Exercise passage:
........

Editorial: Facebook crosses line with Graph Search

FacebookPrivacyComicThanks to Facebook’s new Graph Search feature, you can run, but you can’t hide your pictures.

Graph Search, which is currently being tested, is a Facebook search engine that allows you to find information based on specific search word combinations, for example, “people who like dogs and live in Waco.”

Other information apart from pictures is available — a search for a specific person based on information they’ve shared with you will yield results, for example, as will a search for “restaurants my friends have been to.”

This new feature turns popular phrase “Facebook stalking,”usually taken to mean looking at the pictures or information on a Facebook profile without talking to the profile holder, into actual stalking.

So if you’re worried about privacy with Graph Search, your concerns are valid, but not in the way you might think.

According to Graph Search’s privacy statement, each person will see different results based on the individual privacy settings chosen by the searchee. You might see different results for your mom, for example, than the boss you be-Facebook-friended.

So you have the option to take much of your information out of the equation by manipulating your own privacy settings — if you can figure out how — but as navigating Facebook’s confusing-at-best privacy settings is difficult, information you may not want available might be available.

Take the example of Randi Zuckerberg, Facebook creator Mark Zuckerberg’s own sister, who was unpleasantly surprised when a private family photo was shared by a friend’s friend without her knowledge. This was with Facebook’s new mobile app “Poke,” which allows photos to be deleted after seconds, a measure supposedly implemented to increase privacy.

If Mark Zuckerberg’s own sister has an issue, think of the damage Graph Search could do to those without the inside track to Facebook privacy.

Furthermore, according to the statement, it is also possible for others to see “any photos they can see on Facebook, including photos hidden from timeline.”

Graph Search represents danger not for those who want complete privacy, but for those who hope to hide information or photos by allowing them to remain obscure. Remember, hiding doesn’t mean deleting ­— so while those embarrassing photos you hid won’t show up on your timeline, they will be searchable on Graph Search. Or let’s say you post a status about a bar that you trust your colleagues won’t see because it’s hidden from your timeline (but not deleted)?

........

Information shown:
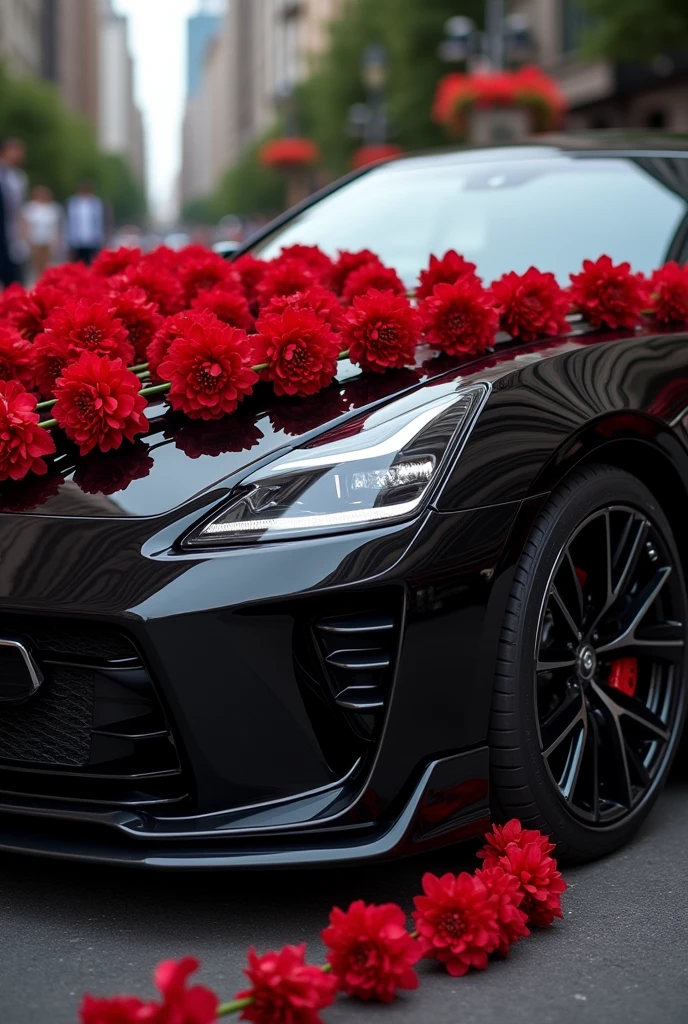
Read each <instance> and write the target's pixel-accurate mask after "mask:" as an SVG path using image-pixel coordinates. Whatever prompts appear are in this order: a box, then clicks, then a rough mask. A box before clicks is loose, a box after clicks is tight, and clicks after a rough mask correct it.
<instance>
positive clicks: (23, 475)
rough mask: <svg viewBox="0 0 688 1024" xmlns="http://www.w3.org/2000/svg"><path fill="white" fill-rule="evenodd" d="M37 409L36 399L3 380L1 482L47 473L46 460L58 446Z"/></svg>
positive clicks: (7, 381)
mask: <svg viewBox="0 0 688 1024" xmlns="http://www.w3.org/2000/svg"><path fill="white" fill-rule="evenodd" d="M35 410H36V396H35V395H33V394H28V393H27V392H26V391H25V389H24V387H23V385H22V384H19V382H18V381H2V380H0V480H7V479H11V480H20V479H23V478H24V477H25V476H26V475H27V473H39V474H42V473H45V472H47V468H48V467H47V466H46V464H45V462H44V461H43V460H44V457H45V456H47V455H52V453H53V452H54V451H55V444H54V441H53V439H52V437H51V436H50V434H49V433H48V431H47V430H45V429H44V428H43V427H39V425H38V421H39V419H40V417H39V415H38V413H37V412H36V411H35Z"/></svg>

........

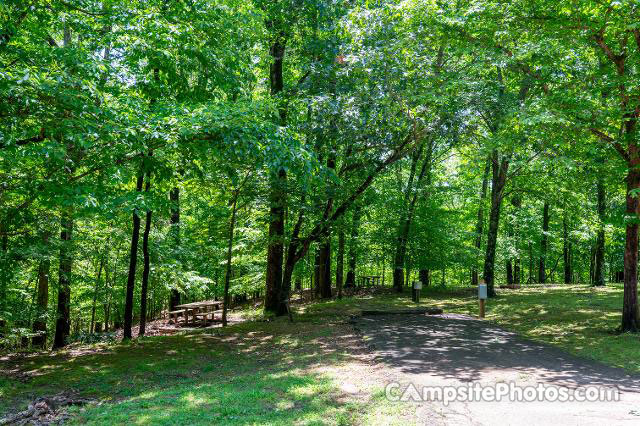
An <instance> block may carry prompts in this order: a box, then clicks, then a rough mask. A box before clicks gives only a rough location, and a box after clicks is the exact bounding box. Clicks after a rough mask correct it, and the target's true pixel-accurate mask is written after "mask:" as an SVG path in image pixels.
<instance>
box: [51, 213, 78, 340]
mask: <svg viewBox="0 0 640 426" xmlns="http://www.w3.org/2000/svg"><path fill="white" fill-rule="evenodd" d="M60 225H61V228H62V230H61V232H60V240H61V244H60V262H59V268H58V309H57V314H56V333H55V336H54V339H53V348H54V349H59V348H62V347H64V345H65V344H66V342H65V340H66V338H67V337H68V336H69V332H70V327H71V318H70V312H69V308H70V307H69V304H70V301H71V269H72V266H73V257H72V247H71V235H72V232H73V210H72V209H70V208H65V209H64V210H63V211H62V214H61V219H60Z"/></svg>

........

Requirement 1: List every phrase that appears inside quotation marks in the Graph Search editorial.
Requirement 2: Pick up the editorial on Facebook's Graph Search after its last sentence and keep writing.

Expected answer 1:
- people who like dogs and live in Waco
- restaurants my friends have been to
- Facebook stalking
- Poke
- any photos they can see on Facebook, including photos hidden from timeline

Expected answer 2:
Furthermore, what about photos you’re tagged in, but didn’t post yourself?

“Photos that are untagged but not deleted can still be discovered by others on Facebook,” according to Graph Search’s page.

This means your ability to hide those photos depends on someone else’s actions. Even if you’ve untagged yourself, the photo is still searchable, and you’re still visible, even though it’s not your photo and you have untagged yourself.

The problem here, like in the case of Randi Zuckerberg, is that Graph Search puts the privacy of your information in the hands of others.

Furthermore, what are the limits of what you can search?

The tumblr blog “Actual Facebook Graph Searches” lists some examples that could lead to trouble, such as “Islamic men interested in men who live in Tehran.” Homosexuality is manifestly illegal in Iran and can be punishable by death. An extension located on the side of the page by the search lists the places where the unlucky search victims work.

The possibility that Graph Search will be used for malicious purposes exists. And as Facebook privacy options can’t evolve fast enough to keep up with already-released Facebook features, this can only lead to disaster, like in the case of Randi Zuckerberg.

In all likeliness, the danger won’t be intentional — however, negligence, when it leads to the harm of others, is still a crime.

While we hope Facebook will reconsider releasing Graph Search, as it is already being tested, we realize this is unlikely.

Instead, as it has in the case of online giants and personal privacy, the burden falls to the individual.

The best advice is to check your privacy settings. Check them well. Delete what you don’t want seen, and prepare for the next wave of publicity to hit. Talk to your friends in advance about what is OK and not OK to share.